# RECORDS PROVIDED start
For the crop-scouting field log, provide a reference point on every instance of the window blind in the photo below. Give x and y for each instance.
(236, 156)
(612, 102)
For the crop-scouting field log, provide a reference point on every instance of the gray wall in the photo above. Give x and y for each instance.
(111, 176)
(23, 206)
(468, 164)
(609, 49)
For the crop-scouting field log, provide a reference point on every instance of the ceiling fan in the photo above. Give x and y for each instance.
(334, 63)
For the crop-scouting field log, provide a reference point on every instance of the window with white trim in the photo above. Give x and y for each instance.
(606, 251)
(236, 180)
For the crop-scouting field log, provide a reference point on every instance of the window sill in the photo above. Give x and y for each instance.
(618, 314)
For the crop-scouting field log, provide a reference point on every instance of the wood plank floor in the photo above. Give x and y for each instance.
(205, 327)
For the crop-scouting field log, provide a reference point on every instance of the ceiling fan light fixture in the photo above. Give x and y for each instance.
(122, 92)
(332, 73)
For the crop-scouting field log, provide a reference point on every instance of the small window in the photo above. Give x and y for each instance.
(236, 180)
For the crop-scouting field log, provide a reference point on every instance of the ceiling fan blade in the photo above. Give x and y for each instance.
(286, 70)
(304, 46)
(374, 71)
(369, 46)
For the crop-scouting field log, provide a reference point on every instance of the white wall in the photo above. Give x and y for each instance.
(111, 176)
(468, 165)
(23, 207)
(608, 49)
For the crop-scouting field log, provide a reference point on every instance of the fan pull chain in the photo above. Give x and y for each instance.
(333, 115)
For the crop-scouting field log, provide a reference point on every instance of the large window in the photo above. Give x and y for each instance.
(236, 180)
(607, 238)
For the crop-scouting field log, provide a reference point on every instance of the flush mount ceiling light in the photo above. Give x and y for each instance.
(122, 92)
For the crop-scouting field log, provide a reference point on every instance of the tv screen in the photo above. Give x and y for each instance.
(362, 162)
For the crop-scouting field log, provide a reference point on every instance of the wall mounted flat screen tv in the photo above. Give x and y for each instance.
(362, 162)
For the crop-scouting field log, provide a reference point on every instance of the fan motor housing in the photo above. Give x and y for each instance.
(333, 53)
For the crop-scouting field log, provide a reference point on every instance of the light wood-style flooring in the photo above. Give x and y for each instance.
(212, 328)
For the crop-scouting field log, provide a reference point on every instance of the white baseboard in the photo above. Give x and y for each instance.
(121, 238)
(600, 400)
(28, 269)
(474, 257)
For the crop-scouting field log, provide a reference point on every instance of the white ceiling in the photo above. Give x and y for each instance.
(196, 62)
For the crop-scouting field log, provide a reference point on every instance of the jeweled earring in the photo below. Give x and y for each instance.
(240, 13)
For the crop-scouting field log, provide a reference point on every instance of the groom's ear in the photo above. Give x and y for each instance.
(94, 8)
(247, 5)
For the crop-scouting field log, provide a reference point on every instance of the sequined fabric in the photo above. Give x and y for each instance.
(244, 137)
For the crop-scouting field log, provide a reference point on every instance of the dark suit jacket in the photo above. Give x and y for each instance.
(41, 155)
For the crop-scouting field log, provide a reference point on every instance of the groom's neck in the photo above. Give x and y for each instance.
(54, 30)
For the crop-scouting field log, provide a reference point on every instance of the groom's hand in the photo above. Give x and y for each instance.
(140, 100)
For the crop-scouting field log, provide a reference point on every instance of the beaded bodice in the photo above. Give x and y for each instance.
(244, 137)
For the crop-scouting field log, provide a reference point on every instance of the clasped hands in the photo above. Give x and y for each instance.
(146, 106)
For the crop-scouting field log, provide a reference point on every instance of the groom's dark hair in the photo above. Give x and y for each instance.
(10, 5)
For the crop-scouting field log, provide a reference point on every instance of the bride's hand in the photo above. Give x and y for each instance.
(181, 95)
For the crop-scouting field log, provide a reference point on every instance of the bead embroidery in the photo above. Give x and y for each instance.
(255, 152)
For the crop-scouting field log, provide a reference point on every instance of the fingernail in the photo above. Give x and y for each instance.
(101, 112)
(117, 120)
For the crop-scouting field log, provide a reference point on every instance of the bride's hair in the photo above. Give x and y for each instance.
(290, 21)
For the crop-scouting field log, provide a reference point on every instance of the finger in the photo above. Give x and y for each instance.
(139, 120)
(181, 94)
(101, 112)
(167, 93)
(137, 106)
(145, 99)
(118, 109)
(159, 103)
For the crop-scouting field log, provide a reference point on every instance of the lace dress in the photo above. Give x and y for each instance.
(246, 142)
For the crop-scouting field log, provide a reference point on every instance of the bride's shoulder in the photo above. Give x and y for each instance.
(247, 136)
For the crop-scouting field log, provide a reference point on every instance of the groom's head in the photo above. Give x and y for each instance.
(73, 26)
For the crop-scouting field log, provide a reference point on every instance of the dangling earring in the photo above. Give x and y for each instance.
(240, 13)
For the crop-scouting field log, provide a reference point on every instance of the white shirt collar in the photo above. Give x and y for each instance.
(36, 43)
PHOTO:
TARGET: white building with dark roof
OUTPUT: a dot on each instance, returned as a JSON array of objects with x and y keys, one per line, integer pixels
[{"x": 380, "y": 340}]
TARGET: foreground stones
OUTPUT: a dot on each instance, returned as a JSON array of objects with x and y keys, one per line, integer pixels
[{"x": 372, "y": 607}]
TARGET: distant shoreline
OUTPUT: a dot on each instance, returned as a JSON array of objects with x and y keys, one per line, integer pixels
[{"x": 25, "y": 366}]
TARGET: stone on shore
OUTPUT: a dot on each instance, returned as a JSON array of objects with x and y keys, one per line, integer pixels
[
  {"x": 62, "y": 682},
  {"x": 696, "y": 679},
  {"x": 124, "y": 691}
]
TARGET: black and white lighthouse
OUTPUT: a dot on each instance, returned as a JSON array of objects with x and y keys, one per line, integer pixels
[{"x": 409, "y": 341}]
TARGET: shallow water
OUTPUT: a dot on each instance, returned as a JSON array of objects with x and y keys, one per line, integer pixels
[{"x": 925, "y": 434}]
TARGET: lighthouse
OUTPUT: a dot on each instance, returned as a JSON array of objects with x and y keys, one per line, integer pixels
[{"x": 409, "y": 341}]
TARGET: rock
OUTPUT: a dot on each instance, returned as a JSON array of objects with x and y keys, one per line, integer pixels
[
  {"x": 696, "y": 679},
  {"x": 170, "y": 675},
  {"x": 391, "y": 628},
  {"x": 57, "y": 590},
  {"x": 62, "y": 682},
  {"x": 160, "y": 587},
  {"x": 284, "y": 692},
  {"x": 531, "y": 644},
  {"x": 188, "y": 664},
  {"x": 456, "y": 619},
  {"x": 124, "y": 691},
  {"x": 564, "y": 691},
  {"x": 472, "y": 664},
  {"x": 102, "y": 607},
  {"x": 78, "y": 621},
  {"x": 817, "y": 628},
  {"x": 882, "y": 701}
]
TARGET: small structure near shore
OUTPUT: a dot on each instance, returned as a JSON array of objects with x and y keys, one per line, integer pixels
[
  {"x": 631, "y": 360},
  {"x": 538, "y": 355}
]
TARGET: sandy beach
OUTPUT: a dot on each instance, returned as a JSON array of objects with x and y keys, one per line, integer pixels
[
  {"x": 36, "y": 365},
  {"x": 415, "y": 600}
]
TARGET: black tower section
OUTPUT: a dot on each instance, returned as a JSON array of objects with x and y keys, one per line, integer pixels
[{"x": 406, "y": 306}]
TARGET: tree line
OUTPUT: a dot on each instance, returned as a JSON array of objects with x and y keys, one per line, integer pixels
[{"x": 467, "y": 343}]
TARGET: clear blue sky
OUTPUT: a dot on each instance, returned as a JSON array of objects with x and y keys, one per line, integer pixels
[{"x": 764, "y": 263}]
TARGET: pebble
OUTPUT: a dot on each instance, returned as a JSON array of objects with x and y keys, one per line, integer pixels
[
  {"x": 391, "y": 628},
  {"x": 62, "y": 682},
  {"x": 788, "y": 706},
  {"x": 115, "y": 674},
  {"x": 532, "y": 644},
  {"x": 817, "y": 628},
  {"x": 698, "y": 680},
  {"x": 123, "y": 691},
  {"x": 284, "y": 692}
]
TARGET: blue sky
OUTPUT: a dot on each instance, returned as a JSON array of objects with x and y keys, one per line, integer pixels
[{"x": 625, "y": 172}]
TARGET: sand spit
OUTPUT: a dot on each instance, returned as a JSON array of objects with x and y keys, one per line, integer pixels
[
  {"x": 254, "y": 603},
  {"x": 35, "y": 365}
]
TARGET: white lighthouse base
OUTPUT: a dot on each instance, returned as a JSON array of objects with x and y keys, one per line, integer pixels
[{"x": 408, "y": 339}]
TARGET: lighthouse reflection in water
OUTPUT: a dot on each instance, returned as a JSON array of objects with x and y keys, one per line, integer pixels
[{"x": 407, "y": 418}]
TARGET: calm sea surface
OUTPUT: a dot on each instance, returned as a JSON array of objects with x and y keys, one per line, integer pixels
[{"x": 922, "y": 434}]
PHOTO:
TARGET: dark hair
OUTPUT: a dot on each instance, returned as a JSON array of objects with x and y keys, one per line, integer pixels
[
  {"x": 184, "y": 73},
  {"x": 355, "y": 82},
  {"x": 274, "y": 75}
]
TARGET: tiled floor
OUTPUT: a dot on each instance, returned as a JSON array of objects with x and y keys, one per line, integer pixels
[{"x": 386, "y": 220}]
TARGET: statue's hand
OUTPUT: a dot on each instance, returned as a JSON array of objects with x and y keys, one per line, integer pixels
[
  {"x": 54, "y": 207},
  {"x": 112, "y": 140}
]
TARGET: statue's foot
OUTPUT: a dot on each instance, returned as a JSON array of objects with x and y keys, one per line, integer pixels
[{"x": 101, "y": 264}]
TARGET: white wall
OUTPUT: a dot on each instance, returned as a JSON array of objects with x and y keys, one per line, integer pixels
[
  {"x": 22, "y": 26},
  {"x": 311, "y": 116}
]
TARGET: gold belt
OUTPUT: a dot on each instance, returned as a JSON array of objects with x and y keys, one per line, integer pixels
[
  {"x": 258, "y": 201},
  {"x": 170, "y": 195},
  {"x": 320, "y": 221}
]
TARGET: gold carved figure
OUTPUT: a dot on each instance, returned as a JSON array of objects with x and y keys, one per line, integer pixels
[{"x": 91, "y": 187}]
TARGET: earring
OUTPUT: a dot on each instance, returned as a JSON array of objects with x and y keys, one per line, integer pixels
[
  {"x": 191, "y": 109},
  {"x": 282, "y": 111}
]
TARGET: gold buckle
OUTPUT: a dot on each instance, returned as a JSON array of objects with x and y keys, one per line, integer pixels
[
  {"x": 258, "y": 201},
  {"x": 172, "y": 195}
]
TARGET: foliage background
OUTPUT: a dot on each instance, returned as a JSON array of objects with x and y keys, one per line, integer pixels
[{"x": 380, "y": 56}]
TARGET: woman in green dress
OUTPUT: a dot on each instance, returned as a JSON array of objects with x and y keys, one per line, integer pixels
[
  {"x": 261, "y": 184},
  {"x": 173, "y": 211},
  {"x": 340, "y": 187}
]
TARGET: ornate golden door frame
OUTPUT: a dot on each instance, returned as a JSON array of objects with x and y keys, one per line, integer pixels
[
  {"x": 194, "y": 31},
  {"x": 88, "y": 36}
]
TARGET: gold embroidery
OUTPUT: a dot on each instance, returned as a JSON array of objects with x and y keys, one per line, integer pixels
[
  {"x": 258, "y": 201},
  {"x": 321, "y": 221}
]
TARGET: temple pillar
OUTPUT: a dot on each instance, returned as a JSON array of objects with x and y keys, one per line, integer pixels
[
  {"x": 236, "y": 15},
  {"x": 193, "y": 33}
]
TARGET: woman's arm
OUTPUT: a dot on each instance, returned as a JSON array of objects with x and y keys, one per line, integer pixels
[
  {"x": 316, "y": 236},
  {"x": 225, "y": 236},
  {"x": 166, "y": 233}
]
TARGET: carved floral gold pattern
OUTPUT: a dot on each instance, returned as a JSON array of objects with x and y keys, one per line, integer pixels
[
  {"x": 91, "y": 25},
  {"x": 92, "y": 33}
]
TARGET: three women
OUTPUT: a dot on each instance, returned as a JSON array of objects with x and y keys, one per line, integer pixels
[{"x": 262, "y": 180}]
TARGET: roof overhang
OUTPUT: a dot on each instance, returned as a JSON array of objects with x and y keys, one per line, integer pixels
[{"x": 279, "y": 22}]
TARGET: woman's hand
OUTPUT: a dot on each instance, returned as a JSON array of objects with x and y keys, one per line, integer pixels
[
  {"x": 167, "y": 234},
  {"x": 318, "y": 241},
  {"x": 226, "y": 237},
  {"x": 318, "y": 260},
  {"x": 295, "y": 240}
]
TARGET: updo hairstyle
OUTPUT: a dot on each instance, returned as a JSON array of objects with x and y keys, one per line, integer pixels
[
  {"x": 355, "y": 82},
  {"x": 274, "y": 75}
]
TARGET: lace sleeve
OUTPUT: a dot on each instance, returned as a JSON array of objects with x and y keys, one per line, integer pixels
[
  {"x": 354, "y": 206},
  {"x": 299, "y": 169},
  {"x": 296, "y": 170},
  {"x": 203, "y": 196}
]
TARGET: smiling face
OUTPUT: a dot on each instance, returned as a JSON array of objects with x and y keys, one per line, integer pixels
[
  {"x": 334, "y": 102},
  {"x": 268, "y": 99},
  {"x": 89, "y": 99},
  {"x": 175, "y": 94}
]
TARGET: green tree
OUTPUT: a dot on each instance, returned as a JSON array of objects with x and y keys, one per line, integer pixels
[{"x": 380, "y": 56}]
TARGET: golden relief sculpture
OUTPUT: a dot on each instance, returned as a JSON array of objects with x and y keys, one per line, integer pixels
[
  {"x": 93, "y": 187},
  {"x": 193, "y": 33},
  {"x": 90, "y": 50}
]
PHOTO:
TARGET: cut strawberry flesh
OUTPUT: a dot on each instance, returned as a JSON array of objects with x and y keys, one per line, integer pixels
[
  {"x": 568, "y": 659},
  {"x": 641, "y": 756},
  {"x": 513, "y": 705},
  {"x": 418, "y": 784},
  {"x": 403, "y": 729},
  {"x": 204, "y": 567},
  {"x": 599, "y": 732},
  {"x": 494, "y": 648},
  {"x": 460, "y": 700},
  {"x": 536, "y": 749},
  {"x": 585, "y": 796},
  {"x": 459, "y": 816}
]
# RECORDS PROVIDED end
**EXERCISE BRIEF:**
Copy exactly, word for word, the line with "TARGET: updo hairstyle" through the final line of the listing.

**TASK RESULT:**
TARGET: updo hairstyle
OUTPUT: a dot on each instance, returned as a JSON array of objects with x and y keys, one per line, integer pixels
[
  {"x": 355, "y": 82},
  {"x": 274, "y": 75}
]
TARGET: lace sleeve
OUTPUT: a dot on each instance, returned as a JSON array of objects with x and y keys, one per line, integer pixels
[
  {"x": 354, "y": 206},
  {"x": 299, "y": 169},
  {"x": 296, "y": 170},
  {"x": 203, "y": 196}
]
TARGET: smiling face
OUTPUT: a dot on each instance, returned as a JSON array of objects with x and y keys, one per line, integer pixels
[
  {"x": 334, "y": 102},
  {"x": 268, "y": 99},
  {"x": 89, "y": 99},
  {"x": 175, "y": 94}
]
TARGET: green tree
OUTPUT: a dot on each instance, returned as a JSON array of objects with x and y keys, one per line, integer pixels
[{"x": 380, "y": 56}]
TARGET: golden relief sculpture
OUTPUT: a dot on each instance, returned as a JSON array of objects with x and y keys, one per line, integer pixels
[
  {"x": 93, "y": 187},
  {"x": 193, "y": 33},
  {"x": 90, "y": 50}
]
PHOTO:
TARGET: cut strawberry flesh
OUTPUT: a dot on each instance, returned as a JSON array of objects with x and y keys, one per line, integer pixels
[
  {"x": 568, "y": 659},
  {"x": 641, "y": 756},
  {"x": 513, "y": 705},
  {"x": 418, "y": 784},
  {"x": 403, "y": 729},
  {"x": 204, "y": 567},
  {"x": 599, "y": 732},
  {"x": 494, "y": 648},
  {"x": 460, "y": 700},
  {"x": 536, "y": 749},
  {"x": 585, "y": 796},
  {"x": 459, "y": 816}
]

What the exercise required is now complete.